* DATA TO PROCESS *
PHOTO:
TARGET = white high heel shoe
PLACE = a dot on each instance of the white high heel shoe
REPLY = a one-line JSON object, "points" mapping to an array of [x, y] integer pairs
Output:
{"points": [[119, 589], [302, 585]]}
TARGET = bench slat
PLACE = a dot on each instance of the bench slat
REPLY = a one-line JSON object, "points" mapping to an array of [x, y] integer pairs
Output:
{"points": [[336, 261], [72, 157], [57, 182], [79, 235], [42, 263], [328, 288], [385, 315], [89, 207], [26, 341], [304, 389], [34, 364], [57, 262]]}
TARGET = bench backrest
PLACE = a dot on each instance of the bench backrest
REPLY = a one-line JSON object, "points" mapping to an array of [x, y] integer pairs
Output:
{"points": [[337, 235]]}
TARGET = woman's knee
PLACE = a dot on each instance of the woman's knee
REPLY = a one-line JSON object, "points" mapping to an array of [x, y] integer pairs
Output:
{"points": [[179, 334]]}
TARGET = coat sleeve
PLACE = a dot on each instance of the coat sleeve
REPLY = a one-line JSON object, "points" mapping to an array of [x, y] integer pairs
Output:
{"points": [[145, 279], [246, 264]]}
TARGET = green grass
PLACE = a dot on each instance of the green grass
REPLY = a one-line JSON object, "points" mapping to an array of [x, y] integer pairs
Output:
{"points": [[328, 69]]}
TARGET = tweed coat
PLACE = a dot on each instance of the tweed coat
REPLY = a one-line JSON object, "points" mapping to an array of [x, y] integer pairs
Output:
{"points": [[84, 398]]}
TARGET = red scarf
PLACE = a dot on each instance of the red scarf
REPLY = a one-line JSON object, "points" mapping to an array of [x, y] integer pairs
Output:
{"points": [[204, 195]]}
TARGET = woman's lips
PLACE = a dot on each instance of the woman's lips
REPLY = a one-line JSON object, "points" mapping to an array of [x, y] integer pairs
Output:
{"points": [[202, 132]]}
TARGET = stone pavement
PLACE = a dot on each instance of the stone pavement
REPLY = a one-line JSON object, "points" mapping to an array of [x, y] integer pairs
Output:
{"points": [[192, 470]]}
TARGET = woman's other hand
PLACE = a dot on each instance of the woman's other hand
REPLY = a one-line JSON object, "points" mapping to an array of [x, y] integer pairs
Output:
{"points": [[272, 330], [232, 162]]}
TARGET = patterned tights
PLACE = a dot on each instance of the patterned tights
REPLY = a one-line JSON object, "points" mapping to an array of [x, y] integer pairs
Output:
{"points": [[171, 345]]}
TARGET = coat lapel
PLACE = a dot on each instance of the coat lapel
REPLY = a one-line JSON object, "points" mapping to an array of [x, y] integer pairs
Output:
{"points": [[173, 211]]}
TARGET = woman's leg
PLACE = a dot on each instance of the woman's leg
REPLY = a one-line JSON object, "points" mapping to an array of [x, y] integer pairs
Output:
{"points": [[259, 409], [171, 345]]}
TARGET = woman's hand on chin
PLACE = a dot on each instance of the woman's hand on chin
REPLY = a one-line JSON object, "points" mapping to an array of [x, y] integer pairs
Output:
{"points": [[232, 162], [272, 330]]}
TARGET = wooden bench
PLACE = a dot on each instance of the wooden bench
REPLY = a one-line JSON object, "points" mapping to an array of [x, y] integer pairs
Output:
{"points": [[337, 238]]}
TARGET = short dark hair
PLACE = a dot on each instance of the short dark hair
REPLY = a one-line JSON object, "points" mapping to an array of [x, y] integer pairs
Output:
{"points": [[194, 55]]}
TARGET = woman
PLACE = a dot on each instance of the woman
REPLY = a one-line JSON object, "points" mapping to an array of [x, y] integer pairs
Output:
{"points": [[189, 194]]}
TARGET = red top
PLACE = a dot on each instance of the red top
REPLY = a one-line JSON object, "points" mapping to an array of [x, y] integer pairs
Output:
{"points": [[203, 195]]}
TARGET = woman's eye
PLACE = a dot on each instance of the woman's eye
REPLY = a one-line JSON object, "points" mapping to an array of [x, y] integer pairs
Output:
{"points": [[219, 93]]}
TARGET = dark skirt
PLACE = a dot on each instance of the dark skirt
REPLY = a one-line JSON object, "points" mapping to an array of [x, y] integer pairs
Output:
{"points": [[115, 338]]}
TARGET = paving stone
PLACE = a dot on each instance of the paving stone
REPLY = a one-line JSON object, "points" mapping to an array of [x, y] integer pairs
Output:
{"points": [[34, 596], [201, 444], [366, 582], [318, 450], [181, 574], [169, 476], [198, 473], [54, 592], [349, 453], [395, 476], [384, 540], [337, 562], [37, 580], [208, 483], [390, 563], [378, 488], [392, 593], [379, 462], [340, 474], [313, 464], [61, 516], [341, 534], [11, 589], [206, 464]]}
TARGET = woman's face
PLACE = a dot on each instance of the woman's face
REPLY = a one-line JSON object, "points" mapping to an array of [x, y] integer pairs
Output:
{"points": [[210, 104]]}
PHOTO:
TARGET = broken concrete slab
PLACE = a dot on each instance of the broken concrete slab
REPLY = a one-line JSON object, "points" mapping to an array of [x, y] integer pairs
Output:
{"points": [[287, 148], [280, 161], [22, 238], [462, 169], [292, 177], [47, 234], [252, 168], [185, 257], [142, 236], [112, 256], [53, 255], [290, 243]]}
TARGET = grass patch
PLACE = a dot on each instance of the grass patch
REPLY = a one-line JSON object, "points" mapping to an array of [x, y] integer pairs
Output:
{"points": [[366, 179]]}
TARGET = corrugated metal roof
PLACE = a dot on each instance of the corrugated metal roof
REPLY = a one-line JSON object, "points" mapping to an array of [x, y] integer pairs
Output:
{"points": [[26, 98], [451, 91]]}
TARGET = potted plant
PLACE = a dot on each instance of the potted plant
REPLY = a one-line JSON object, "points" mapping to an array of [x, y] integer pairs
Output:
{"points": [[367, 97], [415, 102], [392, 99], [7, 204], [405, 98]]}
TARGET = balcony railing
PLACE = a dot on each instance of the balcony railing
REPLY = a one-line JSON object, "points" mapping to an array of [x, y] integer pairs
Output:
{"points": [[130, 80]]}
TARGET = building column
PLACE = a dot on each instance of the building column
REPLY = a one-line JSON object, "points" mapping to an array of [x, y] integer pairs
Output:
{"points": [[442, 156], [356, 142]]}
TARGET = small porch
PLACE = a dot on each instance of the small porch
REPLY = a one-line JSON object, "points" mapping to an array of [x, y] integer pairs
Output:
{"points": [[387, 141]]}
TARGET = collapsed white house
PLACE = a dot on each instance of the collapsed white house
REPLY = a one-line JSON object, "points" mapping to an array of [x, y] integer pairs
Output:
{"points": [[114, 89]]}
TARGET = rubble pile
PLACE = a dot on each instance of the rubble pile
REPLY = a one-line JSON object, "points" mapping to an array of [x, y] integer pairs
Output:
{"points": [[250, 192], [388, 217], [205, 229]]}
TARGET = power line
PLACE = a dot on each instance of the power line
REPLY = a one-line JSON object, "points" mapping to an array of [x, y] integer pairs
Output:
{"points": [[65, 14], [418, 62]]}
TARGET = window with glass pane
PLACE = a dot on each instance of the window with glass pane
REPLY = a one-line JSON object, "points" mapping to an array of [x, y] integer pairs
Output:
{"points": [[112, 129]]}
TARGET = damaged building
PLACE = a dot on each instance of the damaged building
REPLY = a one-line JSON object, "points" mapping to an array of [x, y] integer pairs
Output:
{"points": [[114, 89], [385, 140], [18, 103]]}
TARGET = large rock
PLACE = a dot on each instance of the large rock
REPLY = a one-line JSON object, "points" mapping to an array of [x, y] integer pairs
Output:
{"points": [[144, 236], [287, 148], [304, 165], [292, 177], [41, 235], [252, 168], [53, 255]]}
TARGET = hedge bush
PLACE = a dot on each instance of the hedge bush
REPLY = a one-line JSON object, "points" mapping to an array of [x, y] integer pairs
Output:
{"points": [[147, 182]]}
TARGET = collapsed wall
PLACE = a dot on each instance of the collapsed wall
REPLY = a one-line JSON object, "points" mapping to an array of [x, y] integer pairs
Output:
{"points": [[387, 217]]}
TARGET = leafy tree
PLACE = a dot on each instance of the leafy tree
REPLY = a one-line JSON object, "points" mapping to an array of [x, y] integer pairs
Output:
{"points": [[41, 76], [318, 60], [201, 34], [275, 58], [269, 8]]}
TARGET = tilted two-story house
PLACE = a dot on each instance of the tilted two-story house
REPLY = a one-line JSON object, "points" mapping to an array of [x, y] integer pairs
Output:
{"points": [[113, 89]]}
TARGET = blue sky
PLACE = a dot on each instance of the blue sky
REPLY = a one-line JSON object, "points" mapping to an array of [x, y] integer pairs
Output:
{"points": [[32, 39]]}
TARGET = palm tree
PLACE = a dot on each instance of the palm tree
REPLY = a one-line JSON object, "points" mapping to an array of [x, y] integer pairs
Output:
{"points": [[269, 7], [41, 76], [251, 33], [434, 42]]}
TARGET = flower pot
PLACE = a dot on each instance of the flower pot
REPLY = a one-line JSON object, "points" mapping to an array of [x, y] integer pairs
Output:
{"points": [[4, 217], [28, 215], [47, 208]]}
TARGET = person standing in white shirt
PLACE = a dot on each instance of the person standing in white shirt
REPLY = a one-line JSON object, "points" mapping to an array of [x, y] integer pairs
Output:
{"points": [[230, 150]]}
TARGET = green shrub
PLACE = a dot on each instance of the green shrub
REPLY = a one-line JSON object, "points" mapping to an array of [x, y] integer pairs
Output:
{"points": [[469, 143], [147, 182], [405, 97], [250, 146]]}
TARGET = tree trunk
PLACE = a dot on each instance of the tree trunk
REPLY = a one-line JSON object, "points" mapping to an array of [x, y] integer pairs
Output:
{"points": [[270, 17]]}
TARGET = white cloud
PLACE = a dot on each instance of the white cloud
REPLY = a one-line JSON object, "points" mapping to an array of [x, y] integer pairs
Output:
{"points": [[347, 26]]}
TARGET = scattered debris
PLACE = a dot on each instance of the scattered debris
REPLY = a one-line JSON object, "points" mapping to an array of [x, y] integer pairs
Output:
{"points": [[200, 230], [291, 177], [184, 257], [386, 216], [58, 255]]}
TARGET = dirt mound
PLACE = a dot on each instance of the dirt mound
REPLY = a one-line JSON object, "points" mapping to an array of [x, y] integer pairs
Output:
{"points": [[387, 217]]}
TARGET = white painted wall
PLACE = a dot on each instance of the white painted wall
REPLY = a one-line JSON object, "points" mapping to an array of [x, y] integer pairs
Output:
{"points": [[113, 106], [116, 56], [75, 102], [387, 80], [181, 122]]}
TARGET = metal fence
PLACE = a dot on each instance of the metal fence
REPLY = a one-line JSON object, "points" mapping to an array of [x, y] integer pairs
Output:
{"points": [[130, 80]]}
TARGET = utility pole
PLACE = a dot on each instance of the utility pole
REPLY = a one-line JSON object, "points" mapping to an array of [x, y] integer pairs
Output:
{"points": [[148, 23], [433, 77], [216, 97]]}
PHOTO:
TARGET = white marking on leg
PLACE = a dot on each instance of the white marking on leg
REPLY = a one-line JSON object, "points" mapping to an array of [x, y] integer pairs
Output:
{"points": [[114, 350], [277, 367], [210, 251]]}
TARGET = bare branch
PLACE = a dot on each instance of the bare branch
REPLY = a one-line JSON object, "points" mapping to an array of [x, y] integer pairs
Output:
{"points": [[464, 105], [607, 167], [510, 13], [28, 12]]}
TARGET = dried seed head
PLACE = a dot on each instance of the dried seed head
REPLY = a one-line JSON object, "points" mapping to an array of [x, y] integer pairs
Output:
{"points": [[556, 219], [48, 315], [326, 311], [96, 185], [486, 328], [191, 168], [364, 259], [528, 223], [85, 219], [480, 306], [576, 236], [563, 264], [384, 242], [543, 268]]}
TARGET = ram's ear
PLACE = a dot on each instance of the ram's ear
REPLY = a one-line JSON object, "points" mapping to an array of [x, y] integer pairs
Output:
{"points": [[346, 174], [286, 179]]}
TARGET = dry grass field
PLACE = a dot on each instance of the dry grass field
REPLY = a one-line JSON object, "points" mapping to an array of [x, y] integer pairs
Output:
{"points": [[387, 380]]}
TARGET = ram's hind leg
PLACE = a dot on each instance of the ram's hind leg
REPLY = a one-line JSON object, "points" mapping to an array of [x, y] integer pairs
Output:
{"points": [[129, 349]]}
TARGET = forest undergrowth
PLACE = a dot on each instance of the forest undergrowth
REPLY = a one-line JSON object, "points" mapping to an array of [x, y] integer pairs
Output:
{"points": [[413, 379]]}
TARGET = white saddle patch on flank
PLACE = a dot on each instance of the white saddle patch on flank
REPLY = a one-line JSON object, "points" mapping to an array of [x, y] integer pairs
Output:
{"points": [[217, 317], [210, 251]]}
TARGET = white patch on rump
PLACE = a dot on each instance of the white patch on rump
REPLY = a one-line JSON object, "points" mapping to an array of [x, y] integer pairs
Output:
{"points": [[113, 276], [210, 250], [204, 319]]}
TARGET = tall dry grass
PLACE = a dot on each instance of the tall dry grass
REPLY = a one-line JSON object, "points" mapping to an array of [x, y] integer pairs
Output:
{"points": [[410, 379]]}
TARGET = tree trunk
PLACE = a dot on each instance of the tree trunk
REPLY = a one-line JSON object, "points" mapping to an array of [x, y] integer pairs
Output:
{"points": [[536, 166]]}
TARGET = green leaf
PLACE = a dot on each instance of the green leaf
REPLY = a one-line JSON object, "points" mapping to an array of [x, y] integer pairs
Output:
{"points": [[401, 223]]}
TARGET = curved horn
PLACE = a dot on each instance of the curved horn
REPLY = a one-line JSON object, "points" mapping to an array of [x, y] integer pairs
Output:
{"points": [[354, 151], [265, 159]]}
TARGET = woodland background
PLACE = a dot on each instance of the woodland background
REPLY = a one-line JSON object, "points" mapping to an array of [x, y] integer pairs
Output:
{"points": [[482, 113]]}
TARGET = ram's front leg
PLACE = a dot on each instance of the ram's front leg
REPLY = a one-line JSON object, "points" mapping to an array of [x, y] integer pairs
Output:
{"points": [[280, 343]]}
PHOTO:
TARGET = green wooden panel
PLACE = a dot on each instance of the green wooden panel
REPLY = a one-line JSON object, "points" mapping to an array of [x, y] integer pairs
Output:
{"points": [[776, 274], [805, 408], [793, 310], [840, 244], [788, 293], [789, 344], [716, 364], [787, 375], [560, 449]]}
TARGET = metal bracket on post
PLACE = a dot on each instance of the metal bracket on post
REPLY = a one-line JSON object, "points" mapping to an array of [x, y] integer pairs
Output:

* PROMPT *
Looking over the records, find each line with the word "head" and copy it.

* WRITTEN RESPONSE *
TARGET = dried seed head
PLACE = a dot on each instance of the dried seed head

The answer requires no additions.